### Extract to read
++++++++++

Lately, senior management at businesses like yours has been feeling the need to get serious about diversity, equity and inclusion (DEI) and other socially responsible policies and practices.
In a post on HRMorning.com, experts Stephanie Ashton and Monem Salam said this is how they’re putting their money where their mouth is:
One way for employers to demonstrate that diversity and social impact matter is through the investment choices in employee retirement plans, such as a 401(k).
Over the years, as the U.S. workforce has become younger and more diverse, expectations around the issues and values an investment should address have shifted – and there are more socially responsible and sustainable investment options to cater to this shift.
Socially Responsible Investing, or SRI, is a term that is often used somewhat interchangeably with “ethical investing,” “impact investing” and “sustainable investing.” These concepts all reference the core idea that companies that demonstrate stronger performance in the areas of environmental, social and governance (ESG) criteria make more desirable investments based on ethical principles, financial measures, or a combination of the two.

++++++++++

### Provided data
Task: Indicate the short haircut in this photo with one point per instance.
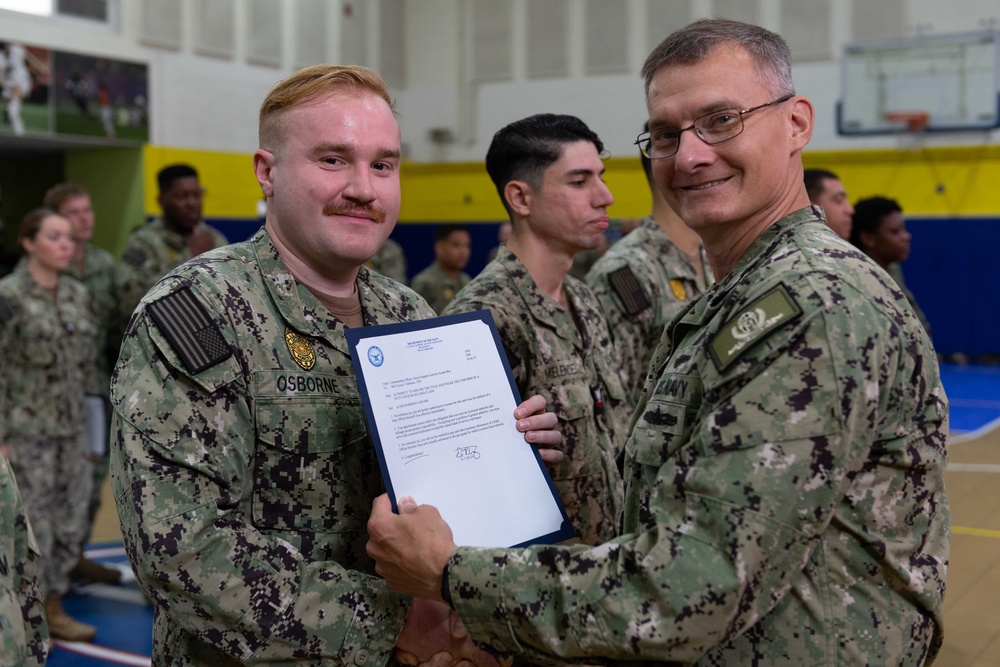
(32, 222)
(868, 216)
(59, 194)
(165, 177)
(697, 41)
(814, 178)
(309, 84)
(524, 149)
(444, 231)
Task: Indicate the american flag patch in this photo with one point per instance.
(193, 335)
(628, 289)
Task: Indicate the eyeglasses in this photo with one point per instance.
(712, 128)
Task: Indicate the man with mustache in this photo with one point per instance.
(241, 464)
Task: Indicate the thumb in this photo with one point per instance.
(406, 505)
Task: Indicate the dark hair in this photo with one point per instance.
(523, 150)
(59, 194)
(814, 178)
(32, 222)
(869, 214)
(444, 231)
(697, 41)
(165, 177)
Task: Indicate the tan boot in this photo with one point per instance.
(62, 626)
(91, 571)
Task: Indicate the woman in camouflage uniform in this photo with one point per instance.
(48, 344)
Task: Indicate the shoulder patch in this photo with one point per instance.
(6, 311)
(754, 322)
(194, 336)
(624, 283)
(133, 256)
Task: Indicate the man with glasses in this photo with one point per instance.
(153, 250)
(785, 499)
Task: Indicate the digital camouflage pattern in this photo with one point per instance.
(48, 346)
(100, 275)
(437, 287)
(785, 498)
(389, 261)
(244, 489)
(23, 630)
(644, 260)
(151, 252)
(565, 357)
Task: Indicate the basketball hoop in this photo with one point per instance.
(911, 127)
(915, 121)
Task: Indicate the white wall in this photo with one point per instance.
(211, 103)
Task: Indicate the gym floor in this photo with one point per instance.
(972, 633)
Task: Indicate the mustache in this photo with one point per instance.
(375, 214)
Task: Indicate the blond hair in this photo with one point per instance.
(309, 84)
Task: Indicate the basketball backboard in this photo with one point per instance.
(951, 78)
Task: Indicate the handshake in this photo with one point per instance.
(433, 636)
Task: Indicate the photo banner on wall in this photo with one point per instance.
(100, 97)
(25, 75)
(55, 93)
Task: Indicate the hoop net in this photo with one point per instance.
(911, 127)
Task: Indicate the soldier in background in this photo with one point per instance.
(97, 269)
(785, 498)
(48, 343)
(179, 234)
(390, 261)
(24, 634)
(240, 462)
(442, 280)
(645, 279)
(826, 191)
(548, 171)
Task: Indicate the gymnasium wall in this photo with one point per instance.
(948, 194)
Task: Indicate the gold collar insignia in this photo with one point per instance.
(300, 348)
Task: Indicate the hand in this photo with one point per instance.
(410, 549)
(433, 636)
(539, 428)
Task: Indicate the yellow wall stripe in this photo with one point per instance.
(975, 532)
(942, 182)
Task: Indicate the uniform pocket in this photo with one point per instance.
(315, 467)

++++++++++

### Task requirements
Write out word for word the part of the text above on socially responsible retirement investing, starting with "Lately, senior management" and going on through "policies and practices.".

### Task response
Lately, senior management at businesses like yours has been feeling the need to get serious about diversity, equity and inclusion (DEI) and other socially responsible policies and practices.